Part of a data file:
★ ★ ★ ★

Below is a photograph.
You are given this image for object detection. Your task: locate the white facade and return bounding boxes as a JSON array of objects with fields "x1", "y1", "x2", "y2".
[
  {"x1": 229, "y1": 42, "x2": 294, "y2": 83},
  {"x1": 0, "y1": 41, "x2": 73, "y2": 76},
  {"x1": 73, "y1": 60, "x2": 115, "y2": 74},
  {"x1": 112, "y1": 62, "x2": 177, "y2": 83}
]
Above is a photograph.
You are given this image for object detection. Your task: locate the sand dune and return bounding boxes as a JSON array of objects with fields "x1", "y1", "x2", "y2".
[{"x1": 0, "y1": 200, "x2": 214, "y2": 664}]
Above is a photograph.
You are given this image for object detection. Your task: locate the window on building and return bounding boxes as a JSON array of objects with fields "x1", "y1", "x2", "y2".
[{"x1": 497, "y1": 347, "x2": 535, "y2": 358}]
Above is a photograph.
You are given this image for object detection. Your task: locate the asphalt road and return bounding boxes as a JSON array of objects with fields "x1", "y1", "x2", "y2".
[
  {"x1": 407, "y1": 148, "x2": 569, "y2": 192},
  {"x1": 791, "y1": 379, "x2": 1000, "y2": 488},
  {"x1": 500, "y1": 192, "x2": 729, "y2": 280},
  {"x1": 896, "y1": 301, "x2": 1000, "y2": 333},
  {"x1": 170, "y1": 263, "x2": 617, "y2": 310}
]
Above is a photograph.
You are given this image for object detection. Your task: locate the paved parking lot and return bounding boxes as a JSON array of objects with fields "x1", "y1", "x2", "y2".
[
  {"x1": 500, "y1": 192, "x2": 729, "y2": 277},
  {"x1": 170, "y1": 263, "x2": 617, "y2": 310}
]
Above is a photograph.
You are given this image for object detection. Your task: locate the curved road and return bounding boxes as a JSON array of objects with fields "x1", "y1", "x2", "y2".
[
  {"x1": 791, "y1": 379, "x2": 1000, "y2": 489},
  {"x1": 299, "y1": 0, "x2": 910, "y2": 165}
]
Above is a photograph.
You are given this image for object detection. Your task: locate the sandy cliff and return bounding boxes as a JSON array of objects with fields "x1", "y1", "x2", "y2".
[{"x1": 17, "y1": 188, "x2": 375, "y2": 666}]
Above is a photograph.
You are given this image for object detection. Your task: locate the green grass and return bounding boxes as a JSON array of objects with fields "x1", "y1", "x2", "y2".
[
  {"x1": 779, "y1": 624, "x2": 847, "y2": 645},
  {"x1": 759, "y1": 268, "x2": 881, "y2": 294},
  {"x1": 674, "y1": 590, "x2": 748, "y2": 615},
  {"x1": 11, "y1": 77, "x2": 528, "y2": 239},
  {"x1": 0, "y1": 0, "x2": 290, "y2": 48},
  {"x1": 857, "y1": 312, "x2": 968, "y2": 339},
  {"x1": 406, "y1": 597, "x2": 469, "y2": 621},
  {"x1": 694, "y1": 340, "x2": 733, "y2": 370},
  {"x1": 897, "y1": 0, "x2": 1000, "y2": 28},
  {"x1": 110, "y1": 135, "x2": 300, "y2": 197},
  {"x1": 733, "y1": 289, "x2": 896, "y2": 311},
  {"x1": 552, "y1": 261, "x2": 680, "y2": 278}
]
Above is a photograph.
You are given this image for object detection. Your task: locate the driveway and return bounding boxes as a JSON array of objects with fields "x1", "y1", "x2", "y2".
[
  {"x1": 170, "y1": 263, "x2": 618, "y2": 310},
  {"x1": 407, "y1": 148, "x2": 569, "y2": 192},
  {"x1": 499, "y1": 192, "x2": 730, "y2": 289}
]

★ ★ ★ ★

Goal: Find each line in the rows above that contains the string "fields" and copy it out in full. Case counts.

Finished exercise:
You are given this image for object detection. Your task: locate the white facade and return bounding boxes as a JSON array of objects with fields "x1", "y1", "x2", "y2".
You are given this image for object detection. Your task: locate the sand dune and return bounding boxes as a JSON array of objects with fields "x1", "y1", "x2", "y2".
You are given this image for object detection. Your task: locate the window on building and return bounding boxes as a JSON array of objects with fields "x1", "y1", "x2", "y2".
You are given this image for object detection. Your task: locate the asphalt road and return bounding boxes as a JSON array of objects with fields "x1", "y1", "x2", "y2".
You are given this image for object detection. Your task: locate the paved parking lot and return bounding boxes as a JSON array of objects with fields "x1", "y1", "x2", "y2".
You are given this image for object detection. Your task: locate the curved road and return bounding boxes as a JSON array of objects with fields "x1", "y1", "x2", "y2".
You are given this image for object detection. Your task: locate the sandy cliff and return bounding boxes as a JSON array of objects with fields "x1", "y1", "x2", "y2".
You are given this image for object detection. Your task: locate the green grass and return bounding boxes as a JSON array of objects with fields "x1", "y1", "x2", "y2".
You are given this image for object detection. Your task: locate the driveway and return bounding boxes as a JSON array of objects with fields "x1", "y1", "x2", "y2".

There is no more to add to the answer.